╭──

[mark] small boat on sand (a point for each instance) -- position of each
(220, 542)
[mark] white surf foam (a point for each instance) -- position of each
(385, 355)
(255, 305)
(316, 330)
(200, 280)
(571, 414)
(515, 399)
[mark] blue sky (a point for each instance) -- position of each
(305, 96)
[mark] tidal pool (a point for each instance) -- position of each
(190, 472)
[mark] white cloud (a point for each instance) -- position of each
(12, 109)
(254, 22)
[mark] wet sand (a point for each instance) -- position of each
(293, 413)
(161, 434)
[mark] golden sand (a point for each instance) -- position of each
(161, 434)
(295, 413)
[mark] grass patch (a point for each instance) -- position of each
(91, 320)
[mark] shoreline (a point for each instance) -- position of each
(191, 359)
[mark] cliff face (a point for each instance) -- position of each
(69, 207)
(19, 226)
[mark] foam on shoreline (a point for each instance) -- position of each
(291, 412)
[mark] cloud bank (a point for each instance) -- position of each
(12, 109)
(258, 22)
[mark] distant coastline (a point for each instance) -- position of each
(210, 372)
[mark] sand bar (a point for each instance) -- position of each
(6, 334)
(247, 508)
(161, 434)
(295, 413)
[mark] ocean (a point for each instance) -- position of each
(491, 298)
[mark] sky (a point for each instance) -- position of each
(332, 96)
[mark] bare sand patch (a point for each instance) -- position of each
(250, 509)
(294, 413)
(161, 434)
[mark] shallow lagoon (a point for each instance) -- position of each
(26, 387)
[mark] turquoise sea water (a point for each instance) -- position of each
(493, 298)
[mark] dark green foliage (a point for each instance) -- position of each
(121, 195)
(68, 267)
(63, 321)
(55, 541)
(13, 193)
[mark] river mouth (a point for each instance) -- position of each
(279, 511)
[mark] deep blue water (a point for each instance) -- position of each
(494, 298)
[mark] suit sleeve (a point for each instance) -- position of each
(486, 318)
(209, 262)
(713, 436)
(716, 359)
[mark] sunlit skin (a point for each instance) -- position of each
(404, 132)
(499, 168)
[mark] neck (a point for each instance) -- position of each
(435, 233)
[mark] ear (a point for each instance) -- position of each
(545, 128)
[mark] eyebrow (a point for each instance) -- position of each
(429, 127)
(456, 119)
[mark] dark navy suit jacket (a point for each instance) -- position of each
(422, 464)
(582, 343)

╰──

**Given task:** Arrange the lines above as a two-column CSV with the header row text,points. Give one row per line that begins with [mark], covering every such line. Put that line's wording in a quoted text field and all the points listed beneath it in a quoted points field, with any line breaks replaced by spaces.

**Completed exercise:**
text,points
"[mark] small boat on sand (a point for each instance) -- position of each","(220, 542)"
"[mark] white surf foam (a point for each instance) -- position of each","(385, 355) (255, 305) (316, 330) (200, 280) (571, 414) (515, 399)"
"[mark] blue sky (a point for each instance) -- position of each","(305, 96)"
"[mark] tidal pool (a point for each instance) -- position of each","(190, 472)"
"[mark] white cloud (a point for each instance) -- position of each","(12, 109) (254, 22)"
"[mark] wet sand (a point for each instance) -- position of each","(293, 413) (161, 434)"
"[mark] golden sand (a point for each instance) -- position of each","(161, 434) (295, 413)"
"[mark] grass patch (a point for each instance) -- position of each","(91, 320)"
"[mark] shoreline (a point for each instance) -- position of each","(191, 359)"
"[mark] cliff face (a point for each instance) -- position of each","(69, 207) (19, 226)"
"[mark] foam on shoreline (a point for each instance) -- position of each","(291, 412)"
"[mark] cloud bank (a point for each instance) -- position of each","(12, 109) (258, 22)"
"[mark] distant coastline (a point for each instance) -- position of each","(210, 372)"
"[mark] sand bar (a point for each instance) -- position of each","(6, 334) (247, 508) (161, 434) (295, 413)"
"[mark] ocean (a point for each instance) -- position of each","(491, 298)"
"[mark] sky (a point for each instance) -- position of each","(332, 96)"
"[mark] bare sand patch (a point for each instance) -- position of each","(250, 509) (294, 413) (161, 434)"
"[mark] shallow lagoon (a point for each instance) -- position of each","(26, 387)"
"[mark] turquoise sea water (a point for each instance) -- position of each","(493, 298)"
"[mark] dark green foliage (a point for each instance) -- position of each","(121, 195) (68, 267) (63, 321) (55, 541) (13, 193)"
"[mark] river mouth (a point for each instance) -- position of each","(279, 511)"
"[mark] deep blue water (a point for each instance) -- position of each","(494, 298)"
"[mark] suit sleeve (a point for each instance) -- position of each","(486, 318) (209, 262) (713, 436) (716, 359)"
"[mark] sunlit skin (a point for each instance) -- position of each","(404, 132) (499, 168)"
"[mark] neck (a point for each instance) -- position of each","(435, 233)"
"[mark] ear (a point for each instance) -- position of each","(545, 128)"
"[mark] eyebrow (a point for each instance) -- position of each","(429, 127) (456, 119)"
"[mark] dark navy suit jacket (a point for each instance) -- position of each","(422, 464) (582, 343)"